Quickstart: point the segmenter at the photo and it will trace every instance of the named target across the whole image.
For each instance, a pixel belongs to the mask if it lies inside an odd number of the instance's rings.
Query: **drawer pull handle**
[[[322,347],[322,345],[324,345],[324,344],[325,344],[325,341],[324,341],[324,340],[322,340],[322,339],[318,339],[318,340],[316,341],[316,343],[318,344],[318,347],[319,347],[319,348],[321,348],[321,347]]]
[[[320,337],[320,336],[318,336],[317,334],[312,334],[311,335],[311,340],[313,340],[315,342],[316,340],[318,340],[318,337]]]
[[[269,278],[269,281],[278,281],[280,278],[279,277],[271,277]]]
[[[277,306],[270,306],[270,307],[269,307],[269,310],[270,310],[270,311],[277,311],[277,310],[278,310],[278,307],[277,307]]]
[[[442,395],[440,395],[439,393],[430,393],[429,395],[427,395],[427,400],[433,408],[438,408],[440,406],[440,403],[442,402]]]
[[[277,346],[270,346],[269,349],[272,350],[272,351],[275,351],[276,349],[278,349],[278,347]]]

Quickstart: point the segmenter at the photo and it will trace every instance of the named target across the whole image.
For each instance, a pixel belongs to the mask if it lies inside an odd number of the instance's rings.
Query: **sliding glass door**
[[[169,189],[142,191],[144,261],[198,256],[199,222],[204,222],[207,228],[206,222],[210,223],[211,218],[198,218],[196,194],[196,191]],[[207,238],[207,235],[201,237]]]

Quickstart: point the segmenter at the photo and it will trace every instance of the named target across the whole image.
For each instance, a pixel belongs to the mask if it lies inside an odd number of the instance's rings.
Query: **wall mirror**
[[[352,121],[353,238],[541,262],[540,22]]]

********************

> Your objective:
All of the data above needs to be retyped exactly, with each line as it stands.

> Answer area:
Quickstart: point the segmenter at the photo and it will trace every instance of the named target across the whole image.
For each instance, a pixel belongs to the mask if it lies inside an odd number of the instance's rings.
Query: **drawer pull handle**
[[[322,347],[322,345],[324,345],[324,344],[325,344],[325,341],[324,341],[324,340],[322,340],[322,339],[318,339],[318,340],[316,341],[316,343],[318,344],[318,347],[319,347],[319,348],[321,348],[321,347]]]
[[[320,337],[320,336],[318,336],[317,334],[312,334],[311,335],[311,340],[313,340],[315,342],[316,340],[318,340],[318,337]]]
[[[269,278],[269,281],[278,281],[280,278],[279,277],[271,277]]]
[[[277,306],[270,306],[270,307],[269,307],[269,310],[270,310],[270,311],[277,311],[277,310],[278,310],[278,307],[277,307]]]
[[[442,395],[440,395],[439,393],[430,393],[429,395],[427,395],[427,400],[433,408],[438,408],[440,406],[440,403],[442,402]]]
[[[277,346],[270,346],[269,349],[272,350],[272,351],[275,351],[276,349],[278,349],[278,347]]]

Quickstart: point the segmenter at the photo and it will trace every instance of the named target across the whole image.
For each instance, a pixel belongs to the mask if it lies inside an odd number of the instance's rings.
Query: **sliding glass door**
[[[169,189],[142,191],[144,261],[198,256],[199,222],[204,222],[207,228],[206,222],[210,223],[211,218],[198,218],[196,194],[196,191]],[[207,238],[207,235],[201,237]]]

Quickstart: point the segmenter at the photo and it will trace every instance of the named target across the whole image.
For each instance, a pixel belongs to the mask if it lies inside an odd number of the instance's rings.
Query: **wall mirror**
[[[352,121],[353,238],[541,262],[540,22]]]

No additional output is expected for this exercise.